**Document section**
>> BEGIN

This project is a work in progress inspired by the game GeoGuessr. The dataset being used comes from kaggle and consists of ~50k screenshots of the game categorized by country. It's a highly unbalanced dataset so the models in this repository are trained on a subset of the classes that contain >= 1000 images.
You'll need a working installation of python and a package manager, I used pip but I'm sure conda could work as well. Also downloading the data requires a kaggle account. Requirements for the code are in the file 'requirements.txt' and can be installed using pip with the command
pip install -r requirements.txt
The program expects the dataset to be contained in a directory called "Data" in the same directory as main.py.
Currently main supports three operations, training from scratch, resuming training, and testing a trained model.

>> END

**Stated goal A**
State how many lines of the records below contain the string "shutter", counting only matches with the same case, and give nothing but that number.

**Input data**
>> BEGIN

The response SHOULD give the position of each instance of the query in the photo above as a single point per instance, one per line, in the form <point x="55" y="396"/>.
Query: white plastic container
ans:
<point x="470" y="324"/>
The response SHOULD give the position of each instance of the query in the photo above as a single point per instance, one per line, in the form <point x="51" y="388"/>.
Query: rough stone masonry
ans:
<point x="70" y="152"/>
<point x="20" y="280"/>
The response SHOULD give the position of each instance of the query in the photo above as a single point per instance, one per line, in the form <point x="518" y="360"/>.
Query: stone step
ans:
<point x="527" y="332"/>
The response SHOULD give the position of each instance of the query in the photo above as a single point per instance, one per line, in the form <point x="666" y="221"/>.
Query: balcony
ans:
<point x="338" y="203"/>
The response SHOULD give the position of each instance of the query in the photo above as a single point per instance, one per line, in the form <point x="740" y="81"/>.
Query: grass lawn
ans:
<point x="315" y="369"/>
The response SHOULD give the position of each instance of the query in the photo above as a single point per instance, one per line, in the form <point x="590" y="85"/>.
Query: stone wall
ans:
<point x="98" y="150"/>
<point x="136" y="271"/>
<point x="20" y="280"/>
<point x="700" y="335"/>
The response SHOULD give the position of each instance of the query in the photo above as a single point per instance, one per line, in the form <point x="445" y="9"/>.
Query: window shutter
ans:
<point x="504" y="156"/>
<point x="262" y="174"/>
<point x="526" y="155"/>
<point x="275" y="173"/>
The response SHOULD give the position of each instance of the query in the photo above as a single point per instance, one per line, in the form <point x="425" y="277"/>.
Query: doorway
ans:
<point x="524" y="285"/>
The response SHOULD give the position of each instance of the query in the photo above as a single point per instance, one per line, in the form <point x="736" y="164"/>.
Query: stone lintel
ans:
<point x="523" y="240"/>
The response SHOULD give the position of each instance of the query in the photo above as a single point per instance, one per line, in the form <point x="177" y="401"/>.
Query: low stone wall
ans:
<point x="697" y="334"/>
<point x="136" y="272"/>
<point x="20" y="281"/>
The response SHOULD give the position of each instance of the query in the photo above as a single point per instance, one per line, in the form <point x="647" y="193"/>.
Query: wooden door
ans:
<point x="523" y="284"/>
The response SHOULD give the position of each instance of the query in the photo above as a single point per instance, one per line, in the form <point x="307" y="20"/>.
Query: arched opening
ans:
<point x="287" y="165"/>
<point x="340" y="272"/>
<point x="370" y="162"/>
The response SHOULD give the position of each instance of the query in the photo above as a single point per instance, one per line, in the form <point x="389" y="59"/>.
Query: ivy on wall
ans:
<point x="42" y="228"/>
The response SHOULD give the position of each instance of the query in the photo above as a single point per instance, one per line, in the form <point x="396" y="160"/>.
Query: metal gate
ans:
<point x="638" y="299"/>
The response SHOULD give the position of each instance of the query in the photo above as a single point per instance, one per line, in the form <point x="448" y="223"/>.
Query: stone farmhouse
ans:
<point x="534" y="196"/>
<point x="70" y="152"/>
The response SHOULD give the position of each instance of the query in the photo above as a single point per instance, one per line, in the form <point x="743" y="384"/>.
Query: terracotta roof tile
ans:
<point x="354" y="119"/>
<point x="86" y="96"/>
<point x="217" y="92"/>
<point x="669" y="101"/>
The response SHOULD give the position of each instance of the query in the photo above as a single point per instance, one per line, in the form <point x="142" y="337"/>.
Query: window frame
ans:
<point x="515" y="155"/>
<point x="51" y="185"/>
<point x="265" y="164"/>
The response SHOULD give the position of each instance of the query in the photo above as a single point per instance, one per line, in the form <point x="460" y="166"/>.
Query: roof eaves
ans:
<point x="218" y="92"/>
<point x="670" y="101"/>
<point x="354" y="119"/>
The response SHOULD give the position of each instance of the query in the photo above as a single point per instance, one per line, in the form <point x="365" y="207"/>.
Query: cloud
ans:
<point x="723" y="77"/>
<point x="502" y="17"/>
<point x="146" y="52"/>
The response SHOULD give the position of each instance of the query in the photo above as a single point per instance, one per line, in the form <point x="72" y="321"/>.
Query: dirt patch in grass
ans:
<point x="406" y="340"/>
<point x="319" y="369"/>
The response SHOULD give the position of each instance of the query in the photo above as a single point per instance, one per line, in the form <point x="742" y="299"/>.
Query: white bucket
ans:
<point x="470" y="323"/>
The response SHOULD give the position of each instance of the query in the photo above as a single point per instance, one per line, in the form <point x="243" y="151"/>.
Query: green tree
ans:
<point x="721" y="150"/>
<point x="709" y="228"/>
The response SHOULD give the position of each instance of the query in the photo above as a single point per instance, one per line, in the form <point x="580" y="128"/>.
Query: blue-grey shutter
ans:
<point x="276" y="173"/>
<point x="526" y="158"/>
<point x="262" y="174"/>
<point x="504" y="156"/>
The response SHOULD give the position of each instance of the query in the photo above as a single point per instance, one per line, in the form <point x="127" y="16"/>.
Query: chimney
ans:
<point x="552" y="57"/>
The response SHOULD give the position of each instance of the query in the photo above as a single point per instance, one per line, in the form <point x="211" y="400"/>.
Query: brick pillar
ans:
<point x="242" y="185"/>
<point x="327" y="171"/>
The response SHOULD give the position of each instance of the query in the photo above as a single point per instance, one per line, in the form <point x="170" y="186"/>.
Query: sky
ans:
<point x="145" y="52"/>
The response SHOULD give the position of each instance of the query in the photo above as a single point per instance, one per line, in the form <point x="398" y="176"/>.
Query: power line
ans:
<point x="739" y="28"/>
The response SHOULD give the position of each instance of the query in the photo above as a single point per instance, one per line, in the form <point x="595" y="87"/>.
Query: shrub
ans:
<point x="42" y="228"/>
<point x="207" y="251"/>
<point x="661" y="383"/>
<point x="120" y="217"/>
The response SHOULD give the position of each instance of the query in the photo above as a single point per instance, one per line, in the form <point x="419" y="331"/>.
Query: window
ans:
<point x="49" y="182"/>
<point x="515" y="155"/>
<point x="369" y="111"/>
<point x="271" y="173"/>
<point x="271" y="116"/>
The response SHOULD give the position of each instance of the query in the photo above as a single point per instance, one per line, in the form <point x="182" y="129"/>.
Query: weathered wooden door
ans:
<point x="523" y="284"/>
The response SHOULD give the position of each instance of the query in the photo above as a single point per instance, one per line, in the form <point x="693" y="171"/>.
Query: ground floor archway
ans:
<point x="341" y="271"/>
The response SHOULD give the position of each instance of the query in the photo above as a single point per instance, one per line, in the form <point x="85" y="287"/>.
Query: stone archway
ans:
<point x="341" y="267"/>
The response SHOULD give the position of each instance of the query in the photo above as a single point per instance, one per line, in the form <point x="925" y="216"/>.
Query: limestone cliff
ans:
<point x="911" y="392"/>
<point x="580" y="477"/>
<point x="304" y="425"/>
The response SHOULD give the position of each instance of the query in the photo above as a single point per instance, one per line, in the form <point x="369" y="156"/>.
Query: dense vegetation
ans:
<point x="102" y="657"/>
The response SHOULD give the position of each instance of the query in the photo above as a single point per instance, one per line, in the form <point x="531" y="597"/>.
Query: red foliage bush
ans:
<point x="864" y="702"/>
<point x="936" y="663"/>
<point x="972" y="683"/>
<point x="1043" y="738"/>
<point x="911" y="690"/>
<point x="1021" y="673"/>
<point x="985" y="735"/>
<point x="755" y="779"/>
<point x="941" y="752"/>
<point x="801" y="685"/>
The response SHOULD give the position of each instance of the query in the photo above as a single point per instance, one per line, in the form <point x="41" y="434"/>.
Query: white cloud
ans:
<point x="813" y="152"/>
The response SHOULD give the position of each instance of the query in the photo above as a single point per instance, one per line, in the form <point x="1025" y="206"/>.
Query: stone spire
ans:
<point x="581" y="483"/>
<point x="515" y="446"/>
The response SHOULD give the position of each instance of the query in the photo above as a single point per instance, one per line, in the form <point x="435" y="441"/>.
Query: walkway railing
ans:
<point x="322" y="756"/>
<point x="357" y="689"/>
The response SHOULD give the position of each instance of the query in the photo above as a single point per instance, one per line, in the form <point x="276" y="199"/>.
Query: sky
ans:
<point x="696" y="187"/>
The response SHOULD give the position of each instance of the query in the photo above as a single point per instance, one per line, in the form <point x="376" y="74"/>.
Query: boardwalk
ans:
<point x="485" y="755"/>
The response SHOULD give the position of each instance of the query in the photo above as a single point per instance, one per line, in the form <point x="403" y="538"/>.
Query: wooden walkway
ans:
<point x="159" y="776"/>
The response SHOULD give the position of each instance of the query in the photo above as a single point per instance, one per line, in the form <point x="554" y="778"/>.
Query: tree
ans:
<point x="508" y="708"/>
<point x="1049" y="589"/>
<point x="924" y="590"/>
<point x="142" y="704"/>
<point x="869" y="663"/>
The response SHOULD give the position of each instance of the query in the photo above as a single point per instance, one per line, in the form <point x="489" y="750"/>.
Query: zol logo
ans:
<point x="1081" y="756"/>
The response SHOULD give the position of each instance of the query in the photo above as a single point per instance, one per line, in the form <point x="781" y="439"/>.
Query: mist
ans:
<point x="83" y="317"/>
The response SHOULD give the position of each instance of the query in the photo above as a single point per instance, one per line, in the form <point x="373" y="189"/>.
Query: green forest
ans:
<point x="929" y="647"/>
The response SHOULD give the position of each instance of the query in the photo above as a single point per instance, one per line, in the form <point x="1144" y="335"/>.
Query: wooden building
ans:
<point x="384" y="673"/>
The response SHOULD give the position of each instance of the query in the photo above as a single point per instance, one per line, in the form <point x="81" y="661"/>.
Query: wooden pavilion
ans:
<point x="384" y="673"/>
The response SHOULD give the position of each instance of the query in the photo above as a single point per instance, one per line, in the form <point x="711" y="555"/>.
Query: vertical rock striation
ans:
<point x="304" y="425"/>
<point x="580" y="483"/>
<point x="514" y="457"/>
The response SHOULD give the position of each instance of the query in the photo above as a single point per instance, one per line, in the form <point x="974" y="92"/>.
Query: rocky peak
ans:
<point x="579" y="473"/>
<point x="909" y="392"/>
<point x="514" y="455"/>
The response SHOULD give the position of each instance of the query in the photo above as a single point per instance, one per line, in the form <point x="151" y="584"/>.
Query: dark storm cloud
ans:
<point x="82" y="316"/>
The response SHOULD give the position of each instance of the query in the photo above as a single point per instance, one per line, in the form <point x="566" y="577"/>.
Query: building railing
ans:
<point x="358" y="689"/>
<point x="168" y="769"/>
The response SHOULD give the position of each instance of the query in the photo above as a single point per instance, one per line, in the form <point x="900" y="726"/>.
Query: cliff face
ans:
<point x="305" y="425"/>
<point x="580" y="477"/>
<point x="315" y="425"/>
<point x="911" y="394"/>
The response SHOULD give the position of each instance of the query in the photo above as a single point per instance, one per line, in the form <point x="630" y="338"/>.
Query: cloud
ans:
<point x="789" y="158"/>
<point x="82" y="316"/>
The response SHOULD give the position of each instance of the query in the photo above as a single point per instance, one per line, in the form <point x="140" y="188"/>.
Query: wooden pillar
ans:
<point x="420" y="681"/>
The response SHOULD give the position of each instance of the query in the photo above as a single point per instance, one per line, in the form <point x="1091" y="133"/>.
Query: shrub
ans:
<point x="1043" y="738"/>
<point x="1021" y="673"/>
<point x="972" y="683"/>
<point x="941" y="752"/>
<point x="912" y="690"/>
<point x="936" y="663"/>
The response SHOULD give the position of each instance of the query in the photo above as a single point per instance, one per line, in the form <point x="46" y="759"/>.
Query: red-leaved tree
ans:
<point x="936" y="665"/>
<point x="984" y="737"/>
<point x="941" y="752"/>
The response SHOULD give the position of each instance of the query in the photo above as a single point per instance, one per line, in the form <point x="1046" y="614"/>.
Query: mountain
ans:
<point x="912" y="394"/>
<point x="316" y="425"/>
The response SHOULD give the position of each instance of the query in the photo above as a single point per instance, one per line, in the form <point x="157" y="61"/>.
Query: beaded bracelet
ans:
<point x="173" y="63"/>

>> END

**Stated goal B**
Repeat the entire GeoGuessr project description above, word for word.

**Exercise result A**
2

**Exercise result B**
This project is a work in progress inspired by the game GeoGuessr. The dataset being used comes from kaggle and consists of ~50k screenshots of the game categorized by country. It's a highly unbalanced dataset so the models in this repository are trained on a subset of the classes that contain >= 1000 images.
You'll need a working installation of python and a package manager, I used pip but I'm sure conda could work as well. Also downloading the data requires a kaggle account. Requirements for the code are in the file 'requirements.txt' and can be installed using pip with the command
pip install -r requirements.txt
The program expects the dataset to be contained in a directory called "Data" in the same directory as main.py.
Currently main supports three operations, training from scratch, resuming training, and testing a trained model.